# Testo
○ ○ ○ ○ ○ ○ ○
Quanto ai cambiamenti in tema di referendum, rileva innanzitutto il “nuovo” referendum abrogativo «a geometria variabile» (parole di Pasquale Costanzo). In base al testo modificato dell’art. 75, accanto all’attuale ipotesi “normale” (raccolta di 500mila firme e quorum della metà più uno degli aventi diritto al voto da superare), si avrebbe un percorso “rinforzato” da attivare con la raccolta di almeno 800mila firme da parte dei promotori: in quel caso, la consultazione sarebbe valida se andasse al voto almeno la metà dei votanti alle ultime elezioni della Camera.
Dovrebbero essere dunque i cittadini e i promotori a decidere l’altezza dell’asticella: con l’impegno consueto nella raccolta firme, servirebbe uno sforzo maggiore di partecipazione al referendum (dovendo votare un elettore su due); con un impegno maggiore sulle sottoscrizioni, servirebbe meno sforzo ai seggi. La permanenza della via “tradizionale” al referendum non consente di parlare di “controriforma”; quanto al nuovo percorso, oggettivamente è aggravato nella prima fase, anche se di fatto ristabilisce il rapporto firmatari-elettori delle origini (800mila elettori sono l’1,70% dei 46,9 milioni del 2013; 500mila sottoscrizioni, nel 1948, erano l’1,72% dei 29 milioni di elettori di allora), e in più rende più difficile non raggiungere il quorum (stando ai dati del 2013, invece che 23,5 milioni di votanti, ne basterebbero 17,6).
○ ○ ○ ○ ○ ○ ○
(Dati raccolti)
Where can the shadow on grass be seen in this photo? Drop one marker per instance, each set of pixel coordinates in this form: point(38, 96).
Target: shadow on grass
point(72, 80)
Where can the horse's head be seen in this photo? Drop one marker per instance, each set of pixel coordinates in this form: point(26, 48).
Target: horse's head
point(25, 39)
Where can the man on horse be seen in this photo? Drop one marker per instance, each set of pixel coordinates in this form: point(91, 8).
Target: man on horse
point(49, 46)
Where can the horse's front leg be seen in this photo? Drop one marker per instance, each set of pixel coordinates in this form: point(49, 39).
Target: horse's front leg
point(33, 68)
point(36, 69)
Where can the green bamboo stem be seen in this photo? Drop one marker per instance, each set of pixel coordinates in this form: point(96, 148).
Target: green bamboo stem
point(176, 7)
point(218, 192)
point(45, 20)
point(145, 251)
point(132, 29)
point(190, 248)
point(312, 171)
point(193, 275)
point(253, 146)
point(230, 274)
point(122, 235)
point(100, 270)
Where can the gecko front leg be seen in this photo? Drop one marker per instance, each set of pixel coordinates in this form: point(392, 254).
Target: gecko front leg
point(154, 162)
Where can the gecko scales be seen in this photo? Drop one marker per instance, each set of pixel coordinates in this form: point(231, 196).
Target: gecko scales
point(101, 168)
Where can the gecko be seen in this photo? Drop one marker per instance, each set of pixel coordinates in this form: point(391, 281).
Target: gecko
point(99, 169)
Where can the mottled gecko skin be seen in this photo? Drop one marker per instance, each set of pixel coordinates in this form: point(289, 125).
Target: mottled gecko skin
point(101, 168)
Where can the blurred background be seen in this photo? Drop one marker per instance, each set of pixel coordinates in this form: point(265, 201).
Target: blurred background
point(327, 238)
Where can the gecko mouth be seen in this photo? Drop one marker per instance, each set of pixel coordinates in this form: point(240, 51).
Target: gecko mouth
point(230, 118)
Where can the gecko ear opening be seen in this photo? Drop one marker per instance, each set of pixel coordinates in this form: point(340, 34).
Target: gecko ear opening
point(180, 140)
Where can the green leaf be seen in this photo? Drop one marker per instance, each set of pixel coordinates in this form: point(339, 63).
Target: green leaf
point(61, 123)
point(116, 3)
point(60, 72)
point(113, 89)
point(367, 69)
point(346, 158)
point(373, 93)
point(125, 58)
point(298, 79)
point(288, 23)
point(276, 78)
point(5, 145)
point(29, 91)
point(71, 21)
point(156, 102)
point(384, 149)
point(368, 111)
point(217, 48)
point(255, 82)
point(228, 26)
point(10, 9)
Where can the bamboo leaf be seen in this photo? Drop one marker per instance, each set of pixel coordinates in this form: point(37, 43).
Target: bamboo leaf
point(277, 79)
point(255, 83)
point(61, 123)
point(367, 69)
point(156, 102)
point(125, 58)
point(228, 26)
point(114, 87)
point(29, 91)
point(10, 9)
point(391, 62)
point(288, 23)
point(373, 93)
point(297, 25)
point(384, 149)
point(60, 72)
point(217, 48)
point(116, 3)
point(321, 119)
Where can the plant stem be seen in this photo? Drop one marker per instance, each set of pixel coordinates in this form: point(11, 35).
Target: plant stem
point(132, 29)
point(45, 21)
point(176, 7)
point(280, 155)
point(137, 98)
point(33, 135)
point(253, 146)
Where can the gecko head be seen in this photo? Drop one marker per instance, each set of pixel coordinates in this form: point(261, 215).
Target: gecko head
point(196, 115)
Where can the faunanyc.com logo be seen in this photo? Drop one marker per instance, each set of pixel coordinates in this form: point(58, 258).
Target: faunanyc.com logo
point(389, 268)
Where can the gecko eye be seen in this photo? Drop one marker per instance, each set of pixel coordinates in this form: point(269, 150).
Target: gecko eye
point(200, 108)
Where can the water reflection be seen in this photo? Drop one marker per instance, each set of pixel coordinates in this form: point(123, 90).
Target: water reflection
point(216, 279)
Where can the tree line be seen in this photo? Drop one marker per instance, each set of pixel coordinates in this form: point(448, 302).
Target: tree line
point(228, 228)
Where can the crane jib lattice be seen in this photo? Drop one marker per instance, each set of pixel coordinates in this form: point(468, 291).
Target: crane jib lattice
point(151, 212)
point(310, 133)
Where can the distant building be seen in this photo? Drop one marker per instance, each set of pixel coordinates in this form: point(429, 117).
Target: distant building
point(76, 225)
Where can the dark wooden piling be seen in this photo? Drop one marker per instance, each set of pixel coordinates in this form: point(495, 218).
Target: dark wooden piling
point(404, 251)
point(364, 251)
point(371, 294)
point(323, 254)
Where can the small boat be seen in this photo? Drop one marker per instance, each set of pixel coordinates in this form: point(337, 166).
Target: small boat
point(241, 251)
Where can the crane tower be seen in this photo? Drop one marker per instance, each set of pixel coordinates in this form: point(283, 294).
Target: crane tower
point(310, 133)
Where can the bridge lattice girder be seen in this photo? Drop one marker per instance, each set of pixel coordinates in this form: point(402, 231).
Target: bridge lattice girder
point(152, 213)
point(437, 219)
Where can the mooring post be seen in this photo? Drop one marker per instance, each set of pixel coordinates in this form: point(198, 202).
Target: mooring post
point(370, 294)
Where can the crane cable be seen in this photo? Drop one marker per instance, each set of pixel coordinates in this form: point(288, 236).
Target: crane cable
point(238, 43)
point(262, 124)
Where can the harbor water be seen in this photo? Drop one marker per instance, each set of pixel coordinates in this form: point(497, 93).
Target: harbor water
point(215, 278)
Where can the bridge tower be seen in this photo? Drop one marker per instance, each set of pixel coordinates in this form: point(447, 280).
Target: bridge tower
○ ○ ○ ○ ○ ○ ○
# Consegna 1
Secondo il testo sul referendum abrogativo, quante firme devono raccogliere i promotori per attivare il percorso "rinforzato"?
# Consegna 2
Elenca tutte le cifre in milioni che il testo sul referendum abrogativo riporta per elettori o votanti.
# Consegna 3
Per favore, prosegui il testo sul referendum abrogativo a partire dall'ultima frase riportata.

# Risposta corretta 1
Almeno 800mila firme.

# Risposta corretta 2
- 46,9 milioni (elettori del 2013)
- 29 milioni (elettori del 1948)
- 23,5 milioni (votanti necessari con il quorum tradizionale, dati 2013)
- 17,6 milioni (votanti sufficienti con il nuovo percorso, dati 2013)

# Risposta corretta 3
La riforma non interviene sui referendum territoriali su quelli confermativi di revisione costituzionale; in compenso, all’art. 71 si aggiunge che “al fine di favorire la partecipazione dei cittadini alla determinazione delle politiche pubbliche, la legge costituzionale stabilisce condizioni ed effetti di referendum popolari propositivi e d’indirizzo, nonché di altre forme di consultazione, anche delle formazioni sociali. Con legge approvata da entrambe le Camere sono disposte le modalità di attuazione». Si tratta di una novità per la nostra Costituzione, di nuove occasioni di partecipazione di tutti i cittadini, come singoli e (ma è presto per capire cosa significhi) membri di «formazioni sociali».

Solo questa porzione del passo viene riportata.